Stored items

^^^^^^^^

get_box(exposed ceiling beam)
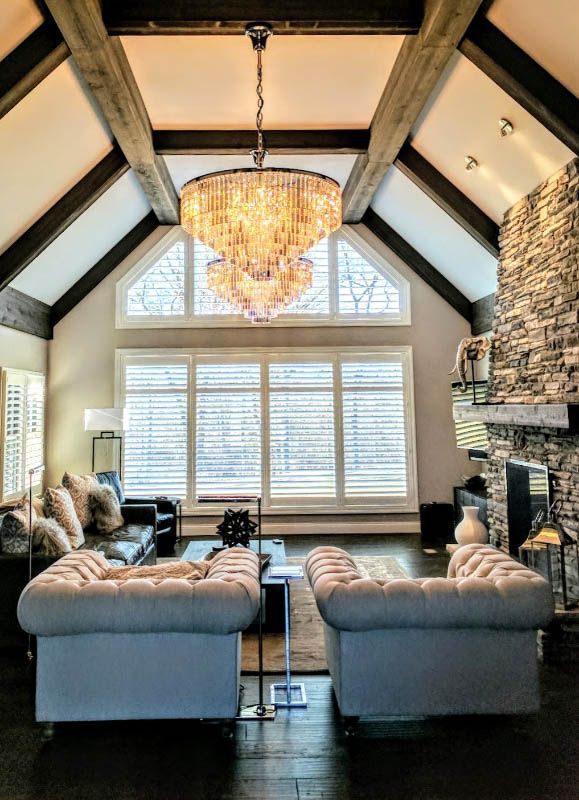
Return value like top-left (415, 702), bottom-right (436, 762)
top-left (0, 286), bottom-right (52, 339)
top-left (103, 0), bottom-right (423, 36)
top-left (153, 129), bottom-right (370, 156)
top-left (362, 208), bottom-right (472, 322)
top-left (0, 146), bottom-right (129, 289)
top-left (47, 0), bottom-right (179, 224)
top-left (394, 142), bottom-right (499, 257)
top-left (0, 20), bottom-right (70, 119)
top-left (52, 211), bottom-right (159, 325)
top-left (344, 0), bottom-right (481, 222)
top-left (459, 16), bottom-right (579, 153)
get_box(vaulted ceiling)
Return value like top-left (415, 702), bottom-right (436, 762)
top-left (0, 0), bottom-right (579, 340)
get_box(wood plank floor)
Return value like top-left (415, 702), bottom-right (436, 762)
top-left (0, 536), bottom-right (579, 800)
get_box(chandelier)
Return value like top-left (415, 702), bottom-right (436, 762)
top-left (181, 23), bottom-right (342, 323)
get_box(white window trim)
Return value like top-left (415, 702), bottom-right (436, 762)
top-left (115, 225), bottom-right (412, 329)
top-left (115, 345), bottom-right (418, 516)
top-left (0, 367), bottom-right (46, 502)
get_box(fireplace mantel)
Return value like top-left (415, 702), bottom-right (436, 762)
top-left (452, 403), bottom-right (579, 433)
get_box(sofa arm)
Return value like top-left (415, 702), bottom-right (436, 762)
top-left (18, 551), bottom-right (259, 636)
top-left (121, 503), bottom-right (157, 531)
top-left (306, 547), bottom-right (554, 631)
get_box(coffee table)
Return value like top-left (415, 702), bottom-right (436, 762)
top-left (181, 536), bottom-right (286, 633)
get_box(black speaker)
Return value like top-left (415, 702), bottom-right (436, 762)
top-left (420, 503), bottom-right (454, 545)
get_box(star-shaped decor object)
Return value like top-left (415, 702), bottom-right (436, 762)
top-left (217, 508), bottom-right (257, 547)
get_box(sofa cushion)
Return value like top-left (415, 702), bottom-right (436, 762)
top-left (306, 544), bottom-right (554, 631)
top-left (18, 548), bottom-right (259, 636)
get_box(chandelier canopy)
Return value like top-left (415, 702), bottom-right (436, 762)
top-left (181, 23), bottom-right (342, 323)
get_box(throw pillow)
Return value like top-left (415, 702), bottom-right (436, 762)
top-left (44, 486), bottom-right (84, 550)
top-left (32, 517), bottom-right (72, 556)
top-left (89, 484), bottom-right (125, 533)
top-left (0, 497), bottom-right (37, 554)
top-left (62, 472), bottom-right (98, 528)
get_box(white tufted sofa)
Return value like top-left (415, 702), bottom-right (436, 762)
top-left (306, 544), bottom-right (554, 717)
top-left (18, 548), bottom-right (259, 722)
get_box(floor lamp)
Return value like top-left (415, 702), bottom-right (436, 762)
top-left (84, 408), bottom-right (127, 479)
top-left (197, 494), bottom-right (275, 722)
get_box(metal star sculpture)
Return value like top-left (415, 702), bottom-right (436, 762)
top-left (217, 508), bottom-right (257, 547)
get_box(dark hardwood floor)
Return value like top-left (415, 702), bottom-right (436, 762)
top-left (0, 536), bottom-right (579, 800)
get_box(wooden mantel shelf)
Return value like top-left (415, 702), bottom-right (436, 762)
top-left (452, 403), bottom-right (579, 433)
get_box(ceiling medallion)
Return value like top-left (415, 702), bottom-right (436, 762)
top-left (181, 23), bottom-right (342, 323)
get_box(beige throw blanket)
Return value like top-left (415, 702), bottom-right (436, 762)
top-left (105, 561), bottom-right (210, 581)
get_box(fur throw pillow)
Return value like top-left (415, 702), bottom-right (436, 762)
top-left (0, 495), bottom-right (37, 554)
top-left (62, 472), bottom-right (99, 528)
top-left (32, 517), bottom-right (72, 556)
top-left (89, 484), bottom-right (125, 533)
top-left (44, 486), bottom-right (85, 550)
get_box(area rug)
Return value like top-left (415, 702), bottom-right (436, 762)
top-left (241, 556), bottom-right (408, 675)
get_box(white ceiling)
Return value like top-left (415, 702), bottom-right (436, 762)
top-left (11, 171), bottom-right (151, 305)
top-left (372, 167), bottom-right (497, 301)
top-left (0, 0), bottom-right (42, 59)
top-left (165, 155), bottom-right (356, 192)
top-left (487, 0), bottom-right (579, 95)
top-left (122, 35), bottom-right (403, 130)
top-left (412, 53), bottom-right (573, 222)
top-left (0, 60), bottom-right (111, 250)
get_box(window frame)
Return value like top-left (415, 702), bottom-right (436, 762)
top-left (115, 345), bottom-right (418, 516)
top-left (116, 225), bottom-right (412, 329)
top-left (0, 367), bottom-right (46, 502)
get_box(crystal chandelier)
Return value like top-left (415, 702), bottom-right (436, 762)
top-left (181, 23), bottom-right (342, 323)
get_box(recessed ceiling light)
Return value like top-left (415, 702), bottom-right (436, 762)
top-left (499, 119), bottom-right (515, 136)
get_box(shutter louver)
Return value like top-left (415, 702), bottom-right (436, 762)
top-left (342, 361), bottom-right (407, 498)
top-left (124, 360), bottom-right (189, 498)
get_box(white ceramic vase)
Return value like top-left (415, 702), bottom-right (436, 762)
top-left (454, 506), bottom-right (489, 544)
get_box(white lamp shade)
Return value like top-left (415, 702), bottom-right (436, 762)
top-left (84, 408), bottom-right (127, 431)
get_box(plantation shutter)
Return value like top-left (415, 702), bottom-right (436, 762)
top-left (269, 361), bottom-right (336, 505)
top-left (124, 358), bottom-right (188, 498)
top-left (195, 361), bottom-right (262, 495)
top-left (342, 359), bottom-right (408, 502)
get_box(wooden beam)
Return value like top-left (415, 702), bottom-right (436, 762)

^^^^^^^^

Exercise requirements
Please render every line of the listing as a numbered list, skipping any blank lines. Leave the pictures out.

Solution below
1. get_box(exposed ceiling beam)
2. Return value like top-left (415, 702), bottom-right (436, 762)
3. top-left (0, 286), bottom-right (52, 339)
4. top-left (103, 0), bottom-right (423, 36)
5. top-left (153, 129), bottom-right (370, 156)
6. top-left (362, 208), bottom-right (472, 322)
7. top-left (0, 146), bottom-right (129, 289)
8. top-left (47, 0), bottom-right (179, 224)
9. top-left (394, 142), bottom-right (499, 257)
10. top-left (0, 20), bottom-right (70, 119)
11. top-left (52, 211), bottom-right (159, 325)
12. top-left (344, 0), bottom-right (481, 222)
13. top-left (459, 16), bottom-right (579, 153)
14. get_box(vaulted ceiling)
15. Return value like top-left (415, 702), bottom-right (436, 762)
16. top-left (0, 0), bottom-right (579, 340)
17. get_box(wood plank floor)
18. Return value like top-left (415, 702), bottom-right (436, 762)
19. top-left (0, 536), bottom-right (579, 800)
20. get_box(chandelier)
21. Return value like top-left (415, 702), bottom-right (436, 762)
22. top-left (181, 23), bottom-right (342, 323)
23. get_box(white window trim)
24. Return value like top-left (415, 702), bottom-right (436, 762)
25. top-left (115, 225), bottom-right (412, 329)
26. top-left (115, 345), bottom-right (418, 516)
27. top-left (0, 367), bottom-right (46, 502)
28. get_box(fireplace mantel)
29. Return value like top-left (415, 702), bottom-right (436, 762)
30. top-left (452, 403), bottom-right (579, 433)
31. get_box(sofa arm)
32. Return value like top-left (415, 702), bottom-right (436, 762)
33. top-left (18, 551), bottom-right (259, 636)
34. top-left (121, 503), bottom-right (157, 531)
35. top-left (306, 547), bottom-right (554, 631)
36. get_box(coffee table)
37. Return value like top-left (415, 702), bottom-right (436, 762)
38. top-left (181, 536), bottom-right (286, 633)
39. get_box(black speaker)
40. Return value like top-left (415, 702), bottom-right (436, 762)
41. top-left (420, 503), bottom-right (454, 545)
42. get_box(star-shaped decor object)
43. Return value like top-left (415, 702), bottom-right (436, 762)
44. top-left (217, 508), bottom-right (257, 547)
45. get_box(sofa cushion)
46. Return value like top-left (415, 702), bottom-right (436, 762)
47. top-left (306, 544), bottom-right (554, 631)
48. top-left (18, 548), bottom-right (259, 636)
49. get_box(chandelier canopy)
50. Return value like top-left (415, 702), bottom-right (436, 762)
51. top-left (181, 23), bottom-right (342, 323)
52. get_box(throw pillow)
53. Return value like top-left (415, 702), bottom-right (436, 762)
54. top-left (44, 486), bottom-right (84, 550)
55. top-left (32, 517), bottom-right (72, 556)
56. top-left (89, 484), bottom-right (125, 533)
57. top-left (0, 497), bottom-right (37, 554)
58. top-left (62, 472), bottom-right (98, 528)
59. get_box(white tufted sofa)
60. Return value like top-left (415, 702), bottom-right (436, 762)
61. top-left (306, 544), bottom-right (554, 717)
62. top-left (18, 548), bottom-right (259, 722)
63. get_box(floor lamp)
64. Return value like top-left (415, 702), bottom-right (436, 762)
65. top-left (84, 408), bottom-right (127, 479)
66. top-left (197, 494), bottom-right (275, 722)
67. get_box(metal star sculpture)
68. Return value like top-left (415, 702), bottom-right (436, 762)
69. top-left (217, 508), bottom-right (257, 547)
70. get_box(dark hardwood floor)
71. Return value like top-left (415, 702), bottom-right (436, 762)
72. top-left (0, 536), bottom-right (579, 800)
73. get_box(wooden mantel shelf)
74. Return value like top-left (415, 702), bottom-right (436, 762)
75. top-left (452, 403), bottom-right (579, 433)
76. get_box(ceiling medallion)
77. Return value like top-left (415, 702), bottom-right (436, 762)
78. top-left (181, 23), bottom-right (342, 323)
79. get_box(beige throw blanket)
80. Return value like top-left (415, 702), bottom-right (436, 762)
81. top-left (105, 561), bottom-right (210, 581)
82. get_box(fur throw pillow)
83. Return value like top-left (415, 702), bottom-right (436, 762)
84. top-left (0, 495), bottom-right (37, 554)
85. top-left (62, 472), bottom-right (99, 528)
86. top-left (32, 517), bottom-right (72, 556)
87. top-left (89, 484), bottom-right (125, 533)
88. top-left (44, 486), bottom-right (85, 550)
89. get_box(area rug)
90. Return value like top-left (415, 702), bottom-right (436, 762)
91. top-left (241, 556), bottom-right (408, 675)
92. get_box(white ceiling)
93. Return value like top-left (415, 702), bottom-right (436, 762)
94. top-left (11, 171), bottom-right (151, 305)
95. top-left (372, 167), bottom-right (497, 301)
96. top-left (0, 0), bottom-right (42, 59)
97. top-left (165, 155), bottom-right (356, 192)
98. top-left (487, 0), bottom-right (579, 95)
99. top-left (122, 35), bottom-right (403, 130)
100. top-left (412, 53), bottom-right (573, 222)
101. top-left (0, 60), bottom-right (111, 250)
102. get_box(window frame)
103. Return value like top-left (415, 702), bottom-right (436, 762)
104. top-left (115, 345), bottom-right (418, 516)
105. top-left (116, 225), bottom-right (412, 329)
106. top-left (0, 367), bottom-right (46, 502)
107. get_box(crystal chandelier)
108. Return value like top-left (415, 702), bottom-right (436, 762)
109. top-left (181, 23), bottom-right (342, 323)
110. get_box(recessed ceiling light)
111. Return value like top-left (415, 702), bottom-right (436, 762)
112. top-left (499, 119), bottom-right (515, 136)
113. get_box(shutter louver)
114. Return value like top-left (415, 702), bottom-right (436, 762)
115. top-left (342, 361), bottom-right (407, 498)
116. top-left (124, 360), bottom-right (189, 498)
117. get_box(white ceramic vase)
118. Return value like top-left (415, 702), bottom-right (436, 762)
119. top-left (454, 506), bottom-right (489, 544)
120. get_box(white lamp shade)
121. Return value like top-left (415, 702), bottom-right (436, 762)
122. top-left (84, 408), bottom-right (127, 431)
123. get_box(plantation shutter)
124. Return value like top-left (415, 702), bottom-right (436, 762)
125. top-left (269, 361), bottom-right (336, 505)
126. top-left (124, 358), bottom-right (188, 498)
127. top-left (195, 361), bottom-right (262, 495)
128. top-left (342, 359), bottom-right (408, 502)
129. get_box(wooden beam)
130. Return value like top-left (415, 702), bottom-right (436, 762)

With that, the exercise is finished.